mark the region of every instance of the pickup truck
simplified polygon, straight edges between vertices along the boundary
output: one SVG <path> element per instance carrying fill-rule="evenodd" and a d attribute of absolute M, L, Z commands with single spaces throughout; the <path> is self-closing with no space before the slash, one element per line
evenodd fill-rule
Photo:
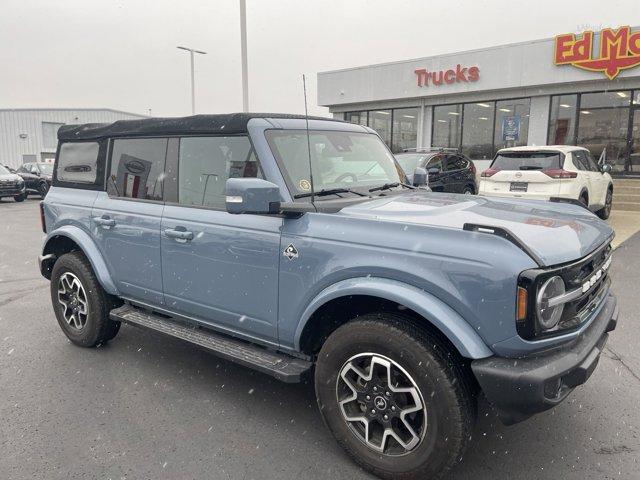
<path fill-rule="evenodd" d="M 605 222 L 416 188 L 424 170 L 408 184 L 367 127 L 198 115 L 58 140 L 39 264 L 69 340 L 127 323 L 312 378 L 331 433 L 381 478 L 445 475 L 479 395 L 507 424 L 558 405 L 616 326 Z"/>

+ + + + + + +

What the exercise asks: The copy should match each line above exactly and contain no images.

Response box:
mark the region of every instance of the pickup truck
simplified polygon, straight edges between vertices along the boundary
output: one SVG <path> element per instance carrying fill-rule="evenodd" and a d attribute of absolute M, L, Z commands with single spaces throughout; the <path> is self-closing with no space before the slash, one element per line
evenodd fill-rule
Photo:
<path fill-rule="evenodd" d="M 605 222 L 416 188 L 424 170 L 408 184 L 367 127 L 198 115 L 58 140 L 39 264 L 69 340 L 127 323 L 312 378 L 331 433 L 381 478 L 445 475 L 479 395 L 507 424 L 558 405 L 616 326 Z"/>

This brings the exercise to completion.